[Records for the task]:
##########
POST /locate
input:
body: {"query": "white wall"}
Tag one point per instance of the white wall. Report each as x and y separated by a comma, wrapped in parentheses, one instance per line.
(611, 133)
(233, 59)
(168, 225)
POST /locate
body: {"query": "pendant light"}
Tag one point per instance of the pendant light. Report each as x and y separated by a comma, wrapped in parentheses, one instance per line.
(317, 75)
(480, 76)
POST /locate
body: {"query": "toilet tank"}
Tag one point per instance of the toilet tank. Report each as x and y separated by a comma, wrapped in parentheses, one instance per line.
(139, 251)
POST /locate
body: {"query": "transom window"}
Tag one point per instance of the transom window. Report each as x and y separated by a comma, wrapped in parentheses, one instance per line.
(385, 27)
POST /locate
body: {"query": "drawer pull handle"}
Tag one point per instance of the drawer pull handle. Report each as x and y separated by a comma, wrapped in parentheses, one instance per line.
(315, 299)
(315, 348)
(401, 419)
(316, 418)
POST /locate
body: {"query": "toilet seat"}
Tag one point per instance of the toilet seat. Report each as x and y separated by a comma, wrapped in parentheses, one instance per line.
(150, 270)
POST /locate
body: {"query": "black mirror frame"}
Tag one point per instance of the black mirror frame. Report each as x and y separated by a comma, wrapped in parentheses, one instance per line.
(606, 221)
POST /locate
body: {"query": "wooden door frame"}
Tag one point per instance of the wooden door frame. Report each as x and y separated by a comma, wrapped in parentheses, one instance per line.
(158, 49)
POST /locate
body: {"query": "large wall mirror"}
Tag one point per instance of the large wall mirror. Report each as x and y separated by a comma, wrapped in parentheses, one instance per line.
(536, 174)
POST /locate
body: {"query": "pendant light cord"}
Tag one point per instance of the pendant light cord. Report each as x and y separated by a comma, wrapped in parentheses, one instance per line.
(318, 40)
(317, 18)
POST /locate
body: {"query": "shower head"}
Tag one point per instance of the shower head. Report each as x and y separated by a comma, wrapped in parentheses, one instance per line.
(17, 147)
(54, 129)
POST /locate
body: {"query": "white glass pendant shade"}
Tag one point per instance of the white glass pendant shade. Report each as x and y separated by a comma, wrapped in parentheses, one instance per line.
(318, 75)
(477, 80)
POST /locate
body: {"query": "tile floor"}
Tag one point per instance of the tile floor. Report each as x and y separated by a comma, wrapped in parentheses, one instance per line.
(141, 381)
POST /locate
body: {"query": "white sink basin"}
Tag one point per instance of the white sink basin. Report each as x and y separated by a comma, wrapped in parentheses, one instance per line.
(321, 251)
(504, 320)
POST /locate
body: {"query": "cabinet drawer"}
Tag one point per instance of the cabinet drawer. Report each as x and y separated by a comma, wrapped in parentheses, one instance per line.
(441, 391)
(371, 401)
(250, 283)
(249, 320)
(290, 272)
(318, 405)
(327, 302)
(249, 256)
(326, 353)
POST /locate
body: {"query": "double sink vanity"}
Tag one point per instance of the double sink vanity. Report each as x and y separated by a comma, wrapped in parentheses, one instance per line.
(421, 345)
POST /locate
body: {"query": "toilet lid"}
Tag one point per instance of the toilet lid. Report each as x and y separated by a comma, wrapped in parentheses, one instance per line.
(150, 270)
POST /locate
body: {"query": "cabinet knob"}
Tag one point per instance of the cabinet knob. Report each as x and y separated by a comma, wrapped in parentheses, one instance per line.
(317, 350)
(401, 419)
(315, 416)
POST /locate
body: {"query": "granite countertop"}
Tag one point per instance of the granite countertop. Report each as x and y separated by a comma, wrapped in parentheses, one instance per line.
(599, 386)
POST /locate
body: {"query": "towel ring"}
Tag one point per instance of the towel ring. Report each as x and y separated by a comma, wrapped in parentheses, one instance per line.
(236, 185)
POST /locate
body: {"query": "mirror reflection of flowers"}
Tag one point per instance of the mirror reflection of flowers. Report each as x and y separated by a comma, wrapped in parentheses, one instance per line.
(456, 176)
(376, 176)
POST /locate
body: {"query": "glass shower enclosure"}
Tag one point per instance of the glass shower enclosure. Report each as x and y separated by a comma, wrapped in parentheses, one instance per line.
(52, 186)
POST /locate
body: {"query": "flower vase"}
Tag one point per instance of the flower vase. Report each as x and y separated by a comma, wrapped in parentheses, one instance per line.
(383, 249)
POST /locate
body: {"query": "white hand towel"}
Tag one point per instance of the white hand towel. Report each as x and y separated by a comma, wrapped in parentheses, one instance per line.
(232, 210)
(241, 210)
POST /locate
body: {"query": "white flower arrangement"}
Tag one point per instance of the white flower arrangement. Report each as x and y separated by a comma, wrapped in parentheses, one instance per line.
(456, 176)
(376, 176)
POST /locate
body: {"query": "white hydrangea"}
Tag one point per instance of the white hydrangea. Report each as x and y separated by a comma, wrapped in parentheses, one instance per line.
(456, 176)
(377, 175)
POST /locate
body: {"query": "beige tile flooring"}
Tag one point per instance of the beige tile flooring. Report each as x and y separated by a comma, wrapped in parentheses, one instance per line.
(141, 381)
##########
[Task instructions]: Write out the listing exactly, keeping every character.

[Solution to the problem]:
POST /locate
input:
body: {"query": "white wall"}
Tag one point per instance of the white wall. Report each as x and y separated by a comma, wrapped in parentheses, one instance per line.
(611, 133)
(233, 59)
(168, 225)
POST /locate
body: {"query": "pendant light"}
Tag one point per instance of the pendant light. Report each as x and y separated by a comma, wrapped in parentheses, one instance per line.
(317, 75)
(480, 76)
POST /locate
body: {"query": "toilet tank"}
Tag one point per instance of the toilet tank. Report each as x and y separated by a comma, wrapped in parentheses, one instance per line.
(139, 251)
POST /locate
body: {"query": "transom window"}
Tag one point per instance of the transom window. Report each as x and y separated by a comma, wrapped in parentheses, one instance per line.
(385, 27)
POST /locate
body: {"query": "drawer pull handle"}
Tag one point per instance of the drawer pull handle. Report each as x and y separated by a comma, wrapped in parentheses, one instance per line.
(315, 299)
(315, 348)
(401, 419)
(316, 418)
POST /locate
body: {"query": "toilet seat"}
Tag one point per instance of the toilet seat. Report each as x and y separated by a comma, wrapped in parentheses, one instance per line.
(150, 270)
POST /locate
body: {"query": "black mirror frame"}
Tag one point per instance of the black mirror frame. Report each as x and y separated by a comma, wrapped in parentheses, one instance per line.
(606, 221)
POST /locate
body: {"query": "wooden door frame"}
Tag one point per instance of the wooden door frame. Report each as x and y separated by a comma, wrapped in parentheses, one instance per line.
(158, 49)
POST /locate
body: {"query": "large wall mirror"}
Tag one point per instance of the large wall mirror. Report each as x and y separated by a comma, wrapped in parentheses, one instance per line.
(536, 174)
POST /locate
body: {"query": "pendant light cord"}
Tag one point per instance of the pendant light cord. Report each as x and y separated by a comma, wrapped in parentheses, one instance per line.
(318, 40)
(317, 18)
POST /locate
body: {"query": "shower head"}
Tag one point per instance of the shower head. Report each as x and y separated by a comma, wrapped in parentheses, one instance per line.
(17, 147)
(54, 129)
POST /locate
body: {"query": "white glass pendant shade"}
Tag one point per instance of the white glass pendant shade. Report each as x and y separated by a comma, wrapped in parentheses, one instance per line.
(318, 75)
(477, 80)
POST /locate
body: {"query": "tile floor"}
Tag one point per instance of the tile floor. Report each as x and y separated by a comma, wrapped in parentheses, one instance per line.
(141, 381)
POST /locate
body: {"query": "white sink basin"}
Tag one point per instance of the white sink basin. Report each as x and y separated by a comma, wrapped in parentheses, one instance per line.
(321, 251)
(504, 320)
POST /locate
body: {"query": "cabinet drawer"}
Tag one point per instance of the cabinet drawer. Report each as x and y separated by a comma, wrapped in parentheses, one instance per line.
(441, 391)
(371, 401)
(250, 283)
(249, 320)
(290, 272)
(318, 405)
(327, 302)
(249, 256)
(326, 353)
POST /locate
body: {"query": "double sink vanity"}
Tag one point per instance of the double sink vanity. Report each as x and y separated by a comma, wrapped in parentheses, one instance per line.
(421, 345)
POST /locate
body: {"query": "toilet lid"}
Tag one point per instance of the toilet lid. Report each as x and y separated by a comma, wrapped in parentheses, one instance per line.
(150, 270)
POST /locate
body: {"query": "cabinet knob"}
Tag one point per instance of the cabinet knob. Report each as x and y separated by a comma, wrapped in parentheses, one instance per line.
(317, 350)
(401, 419)
(315, 416)
POST /locate
body: {"query": "granite countertop"}
Tag one point per instance of the granite countertop. Report each as x and y separated by a comma, wrapped in parentheses, one instance per line.
(599, 386)
POST /locate
body: {"query": "towel ring"}
Tag one point per instance of the towel ring. Report each as x and y separated by a comma, wrapped in parentheses, one instance per line.
(236, 185)
POST /locate
body: {"query": "mirror reflection of flowers"}
Tag one point per instance of the mirror reflection of flowers. Report each as x and y separated by a comma, wrapped in parentheses, one instance per line.
(456, 176)
(376, 176)
POST /locate
body: {"query": "glass shower enclosure"}
Tag one point per instance of the glass shower enclosure. Report each as x and y separated by a comma, wrapped in parentheses, one instance per line.
(52, 186)
POST /locate
body: {"query": "flower vase"}
Tag one point per instance of the flower vase. Report each as x and y separated by a comma, wrapped in parentheses, one instance per line.
(383, 249)
POST /locate
body: {"query": "white hand towel"}
Tag one point per instance of the white hand towel. Report each as x and y separated by a comma, wrapped in parentheses, one instance per line.
(232, 210)
(241, 210)
POST /locate
body: {"query": "white flower arrangement"}
Tag one point per instance of the white flower arrangement. Report each as x and y separated by a comma, wrapped in parentheses, one instance per line.
(456, 176)
(376, 176)
POST /locate
body: {"query": "white hydrangea"}
Tag one point per instance of the white hydrangea. Report each as x and y separated by a comma, wrapped in parentheses, one instance per line.
(456, 176)
(377, 175)
POST /locate
body: {"query": "beige tile flooring"}
Tag one point per instance of the beige tile flooring. Report each as x and y separated by a comma, wrapped in parentheses, one instance per line.
(141, 381)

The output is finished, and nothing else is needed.